# Start of Data rows
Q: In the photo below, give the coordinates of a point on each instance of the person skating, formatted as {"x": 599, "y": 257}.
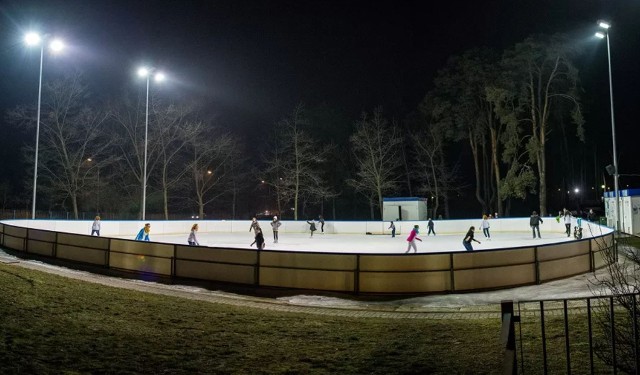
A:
{"x": 413, "y": 236}
{"x": 430, "y": 225}
{"x": 466, "y": 241}
{"x": 312, "y": 227}
{"x": 393, "y": 229}
{"x": 535, "y": 222}
{"x": 259, "y": 239}
{"x": 192, "y": 240}
{"x": 485, "y": 227}
{"x": 143, "y": 235}
{"x": 95, "y": 227}
{"x": 254, "y": 224}
{"x": 567, "y": 222}
{"x": 275, "y": 224}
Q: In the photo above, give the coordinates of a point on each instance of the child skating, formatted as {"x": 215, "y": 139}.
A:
{"x": 312, "y": 227}
{"x": 413, "y": 236}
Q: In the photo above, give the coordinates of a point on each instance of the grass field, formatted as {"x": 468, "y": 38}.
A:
{"x": 51, "y": 324}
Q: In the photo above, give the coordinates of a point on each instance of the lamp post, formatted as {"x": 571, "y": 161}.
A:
{"x": 147, "y": 73}
{"x": 605, "y": 34}
{"x": 33, "y": 39}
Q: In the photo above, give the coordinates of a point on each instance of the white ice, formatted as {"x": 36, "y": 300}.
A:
{"x": 373, "y": 244}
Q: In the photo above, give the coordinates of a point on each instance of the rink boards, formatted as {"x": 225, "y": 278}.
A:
{"x": 329, "y": 271}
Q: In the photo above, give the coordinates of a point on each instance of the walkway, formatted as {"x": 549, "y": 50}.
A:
{"x": 447, "y": 306}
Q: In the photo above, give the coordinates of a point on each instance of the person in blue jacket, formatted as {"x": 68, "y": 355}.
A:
{"x": 143, "y": 235}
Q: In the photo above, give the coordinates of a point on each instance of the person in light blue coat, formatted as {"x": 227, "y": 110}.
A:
{"x": 143, "y": 235}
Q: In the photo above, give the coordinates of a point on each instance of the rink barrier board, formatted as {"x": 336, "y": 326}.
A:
{"x": 350, "y": 273}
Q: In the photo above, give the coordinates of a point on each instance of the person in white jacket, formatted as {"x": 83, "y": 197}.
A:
{"x": 567, "y": 222}
{"x": 485, "y": 226}
{"x": 192, "y": 240}
{"x": 95, "y": 227}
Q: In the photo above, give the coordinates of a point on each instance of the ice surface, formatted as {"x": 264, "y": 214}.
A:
{"x": 360, "y": 243}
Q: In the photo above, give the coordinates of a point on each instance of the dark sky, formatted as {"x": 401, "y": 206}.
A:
{"x": 252, "y": 61}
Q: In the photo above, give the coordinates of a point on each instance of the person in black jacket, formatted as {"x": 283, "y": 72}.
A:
{"x": 466, "y": 242}
{"x": 312, "y": 226}
{"x": 535, "y": 222}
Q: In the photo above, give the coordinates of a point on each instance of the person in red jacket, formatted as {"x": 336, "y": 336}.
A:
{"x": 413, "y": 236}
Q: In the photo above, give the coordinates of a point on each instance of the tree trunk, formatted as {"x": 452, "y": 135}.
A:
{"x": 476, "y": 166}
{"x": 496, "y": 168}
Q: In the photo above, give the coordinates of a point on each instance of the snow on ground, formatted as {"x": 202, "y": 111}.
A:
{"x": 372, "y": 244}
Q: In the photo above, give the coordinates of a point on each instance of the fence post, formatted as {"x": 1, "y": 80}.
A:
{"x": 508, "y": 338}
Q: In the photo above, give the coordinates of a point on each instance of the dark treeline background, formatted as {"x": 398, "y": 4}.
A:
{"x": 502, "y": 132}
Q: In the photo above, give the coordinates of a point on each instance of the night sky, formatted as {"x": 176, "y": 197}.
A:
{"x": 253, "y": 61}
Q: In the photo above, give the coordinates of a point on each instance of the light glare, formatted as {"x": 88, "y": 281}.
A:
{"x": 32, "y": 39}
{"x": 143, "y": 72}
{"x": 56, "y": 45}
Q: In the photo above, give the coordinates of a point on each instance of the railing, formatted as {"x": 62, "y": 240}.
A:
{"x": 592, "y": 335}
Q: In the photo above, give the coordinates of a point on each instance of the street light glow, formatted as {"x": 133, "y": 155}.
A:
{"x": 56, "y": 45}
{"x": 143, "y": 72}
{"x": 32, "y": 39}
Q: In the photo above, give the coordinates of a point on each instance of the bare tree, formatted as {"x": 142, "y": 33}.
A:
{"x": 175, "y": 132}
{"x": 293, "y": 165}
{"x": 211, "y": 157}
{"x": 70, "y": 133}
{"x": 376, "y": 148}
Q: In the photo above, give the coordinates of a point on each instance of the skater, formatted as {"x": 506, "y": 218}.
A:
{"x": 430, "y": 226}
{"x": 312, "y": 227}
{"x": 535, "y": 222}
{"x": 259, "y": 239}
{"x": 466, "y": 242}
{"x": 567, "y": 222}
{"x": 192, "y": 240}
{"x": 275, "y": 224}
{"x": 485, "y": 227}
{"x": 413, "y": 236}
{"x": 577, "y": 230}
{"x": 143, "y": 235}
{"x": 95, "y": 227}
{"x": 254, "y": 224}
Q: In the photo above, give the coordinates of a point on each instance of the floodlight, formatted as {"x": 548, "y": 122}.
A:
{"x": 32, "y": 39}
{"x": 56, "y": 45}
{"x": 143, "y": 72}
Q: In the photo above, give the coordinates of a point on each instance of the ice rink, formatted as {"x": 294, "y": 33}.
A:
{"x": 372, "y": 244}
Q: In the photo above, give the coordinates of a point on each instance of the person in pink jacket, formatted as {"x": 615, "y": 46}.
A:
{"x": 413, "y": 236}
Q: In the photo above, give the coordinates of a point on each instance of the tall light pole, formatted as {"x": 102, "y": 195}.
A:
{"x": 147, "y": 73}
{"x": 33, "y": 39}
{"x": 605, "y": 26}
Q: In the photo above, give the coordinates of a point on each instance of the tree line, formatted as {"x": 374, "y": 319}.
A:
{"x": 501, "y": 109}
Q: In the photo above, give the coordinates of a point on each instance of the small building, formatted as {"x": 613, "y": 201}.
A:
{"x": 411, "y": 208}
{"x": 629, "y": 210}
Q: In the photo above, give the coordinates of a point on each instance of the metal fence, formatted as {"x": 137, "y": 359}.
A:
{"x": 595, "y": 335}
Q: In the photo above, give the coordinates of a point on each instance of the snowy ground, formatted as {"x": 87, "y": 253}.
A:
{"x": 373, "y": 244}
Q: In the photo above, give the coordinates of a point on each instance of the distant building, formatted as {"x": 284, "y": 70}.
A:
{"x": 629, "y": 210}
{"x": 410, "y": 208}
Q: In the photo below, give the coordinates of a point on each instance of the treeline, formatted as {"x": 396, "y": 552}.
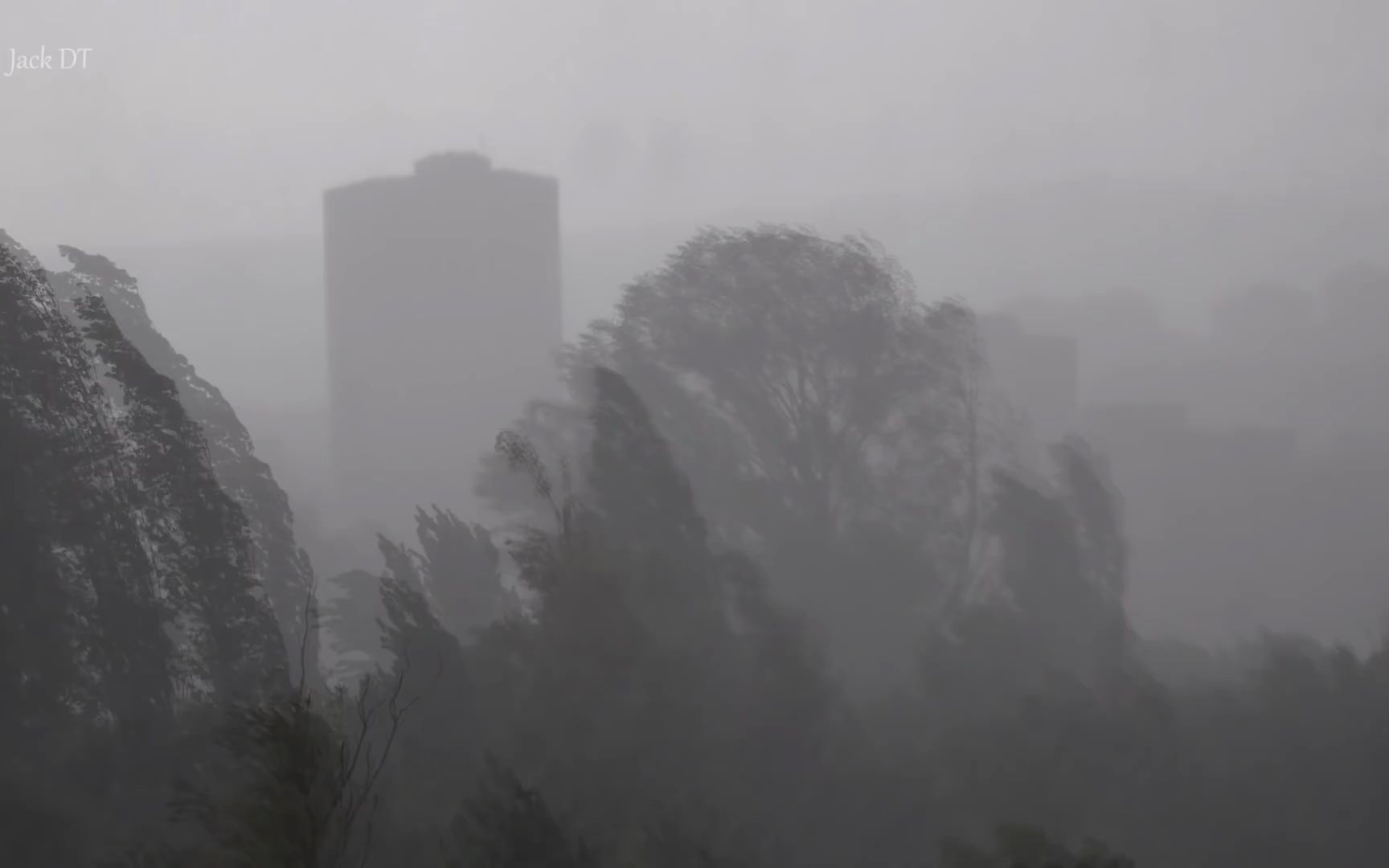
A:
{"x": 781, "y": 589}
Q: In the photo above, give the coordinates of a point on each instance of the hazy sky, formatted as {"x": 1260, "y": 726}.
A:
{"x": 198, "y": 118}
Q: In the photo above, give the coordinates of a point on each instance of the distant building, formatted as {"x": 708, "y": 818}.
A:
{"x": 444, "y": 317}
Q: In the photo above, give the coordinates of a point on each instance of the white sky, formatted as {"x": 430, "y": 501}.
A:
{"x": 199, "y": 118}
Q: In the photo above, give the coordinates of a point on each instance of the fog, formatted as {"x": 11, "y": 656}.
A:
{"x": 724, "y": 432}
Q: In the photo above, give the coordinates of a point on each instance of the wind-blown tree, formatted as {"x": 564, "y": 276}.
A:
{"x": 654, "y": 664}
{"x": 809, "y": 395}
{"x": 227, "y": 639}
{"x": 277, "y": 563}
{"x": 461, "y": 571}
{"x": 80, "y": 583}
{"x": 1055, "y": 612}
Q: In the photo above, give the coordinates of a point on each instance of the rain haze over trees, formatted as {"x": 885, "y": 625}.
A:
{"x": 740, "y": 435}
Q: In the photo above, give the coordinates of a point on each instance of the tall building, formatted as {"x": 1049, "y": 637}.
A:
{"x": 444, "y": 317}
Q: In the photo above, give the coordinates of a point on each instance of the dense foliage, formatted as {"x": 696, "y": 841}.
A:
{"x": 768, "y": 457}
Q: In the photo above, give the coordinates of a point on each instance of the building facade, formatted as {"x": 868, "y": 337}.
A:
{"x": 444, "y": 314}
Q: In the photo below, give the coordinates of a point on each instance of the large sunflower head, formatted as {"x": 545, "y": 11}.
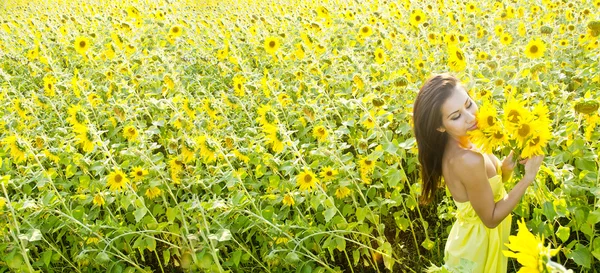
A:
{"x": 82, "y": 44}
{"x": 535, "y": 49}
{"x": 272, "y": 44}
{"x": 306, "y": 180}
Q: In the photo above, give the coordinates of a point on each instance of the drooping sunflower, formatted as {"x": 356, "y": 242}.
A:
{"x": 365, "y": 31}
{"x": 535, "y": 49}
{"x": 367, "y": 165}
{"x": 82, "y": 44}
{"x": 320, "y": 132}
{"x": 153, "y": 192}
{"x": 117, "y": 180}
{"x": 138, "y": 173}
{"x": 328, "y": 173}
{"x": 130, "y": 133}
{"x": 342, "y": 192}
{"x": 175, "y": 31}
{"x": 98, "y": 200}
{"x": 307, "y": 180}
{"x": 456, "y": 59}
{"x": 17, "y": 151}
{"x": 535, "y": 144}
{"x": 379, "y": 55}
{"x": 417, "y": 17}
{"x": 505, "y": 39}
{"x": 514, "y": 111}
{"x": 271, "y": 44}
{"x": 288, "y": 200}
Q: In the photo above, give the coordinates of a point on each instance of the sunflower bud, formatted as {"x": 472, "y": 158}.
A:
{"x": 546, "y": 30}
{"x": 587, "y": 107}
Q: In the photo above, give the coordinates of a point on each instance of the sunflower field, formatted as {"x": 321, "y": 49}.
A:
{"x": 276, "y": 136}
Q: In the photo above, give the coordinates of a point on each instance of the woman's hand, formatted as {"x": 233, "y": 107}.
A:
{"x": 508, "y": 165}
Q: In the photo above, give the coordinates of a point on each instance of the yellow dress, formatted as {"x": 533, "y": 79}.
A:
{"x": 471, "y": 241}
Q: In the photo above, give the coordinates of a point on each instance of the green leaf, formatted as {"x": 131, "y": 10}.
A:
{"x": 292, "y": 257}
{"x": 392, "y": 176}
{"x": 236, "y": 256}
{"x": 171, "y": 214}
{"x": 329, "y": 213}
{"x": 340, "y": 243}
{"x": 581, "y": 255}
{"x": 150, "y": 243}
{"x": 139, "y": 214}
{"x": 563, "y": 233}
{"x": 46, "y": 256}
{"x": 361, "y": 213}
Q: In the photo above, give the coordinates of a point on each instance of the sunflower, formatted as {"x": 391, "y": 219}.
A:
{"x": 328, "y": 173}
{"x": 274, "y": 138}
{"x": 98, "y": 200}
{"x": 538, "y": 140}
{"x": 456, "y": 59}
{"x": 130, "y": 133}
{"x": 288, "y": 200}
{"x": 17, "y": 151}
{"x": 117, "y": 180}
{"x": 535, "y": 49}
{"x": 471, "y": 7}
{"x": 175, "y": 31}
{"x": 505, "y": 39}
{"x": 320, "y": 132}
{"x": 153, "y": 192}
{"x": 342, "y": 192}
{"x": 514, "y": 112}
{"x": 306, "y": 180}
{"x": 379, "y": 55}
{"x": 417, "y": 17}
{"x": 367, "y": 165}
{"x": 138, "y": 173}
{"x": 271, "y": 44}
{"x": 365, "y": 31}
{"x": 486, "y": 116}
{"x": 84, "y": 138}
{"x": 82, "y": 44}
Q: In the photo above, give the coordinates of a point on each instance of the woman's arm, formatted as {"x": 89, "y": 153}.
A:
{"x": 473, "y": 176}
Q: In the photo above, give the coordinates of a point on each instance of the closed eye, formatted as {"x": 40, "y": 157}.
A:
{"x": 469, "y": 106}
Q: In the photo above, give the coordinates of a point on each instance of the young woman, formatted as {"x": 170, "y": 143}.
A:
{"x": 443, "y": 114}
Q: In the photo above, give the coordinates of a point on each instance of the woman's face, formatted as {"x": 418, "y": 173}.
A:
{"x": 458, "y": 114}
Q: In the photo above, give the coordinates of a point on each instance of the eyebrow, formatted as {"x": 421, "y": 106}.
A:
{"x": 458, "y": 110}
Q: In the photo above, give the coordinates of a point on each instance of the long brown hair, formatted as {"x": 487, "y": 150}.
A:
{"x": 427, "y": 118}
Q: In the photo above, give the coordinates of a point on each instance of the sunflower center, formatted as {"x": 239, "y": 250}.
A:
# End of Data rows
Task goal: Copy each line exactly, from the line containing "woman's arm, formatted" down to the last line of the material, and no other lines.

Complete answer:
Q: In the photo above, give the coordinates of a point on each instance of the woman's arm, formatted as {"x": 89, "y": 153}.
A:
{"x": 473, "y": 176}
Q: In the photo above, give the coordinates of a point on each instance of the closed eye, formatted as {"x": 40, "y": 157}.
A:
{"x": 469, "y": 106}
Q: In the photo above, give the coordinates of a point on each instance of the young woman, formatted as {"x": 170, "y": 143}.
A:
{"x": 443, "y": 114}
Q: In the photo above, give the coordinates of a point on each instance of the woman's face, formatted as {"x": 418, "y": 173}.
A:
{"x": 458, "y": 114}
Q: In the photo above, give the coordinates of a point on each instance of the eyebrow, formatted as {"x": 421, "y": 106}.
A:
{"x": 458, "y": 110}
Q: In the photo above, give the coordinates of a point on each instance of the long brown hair, formatted as {"x": 487, "y": 150}.
A:
{"x": 427, "y": 118}
Q: In the photo above, give the coordinates of a point on each instance of the sunflower center, formatted as {"x": 239, "y": 250}.
A:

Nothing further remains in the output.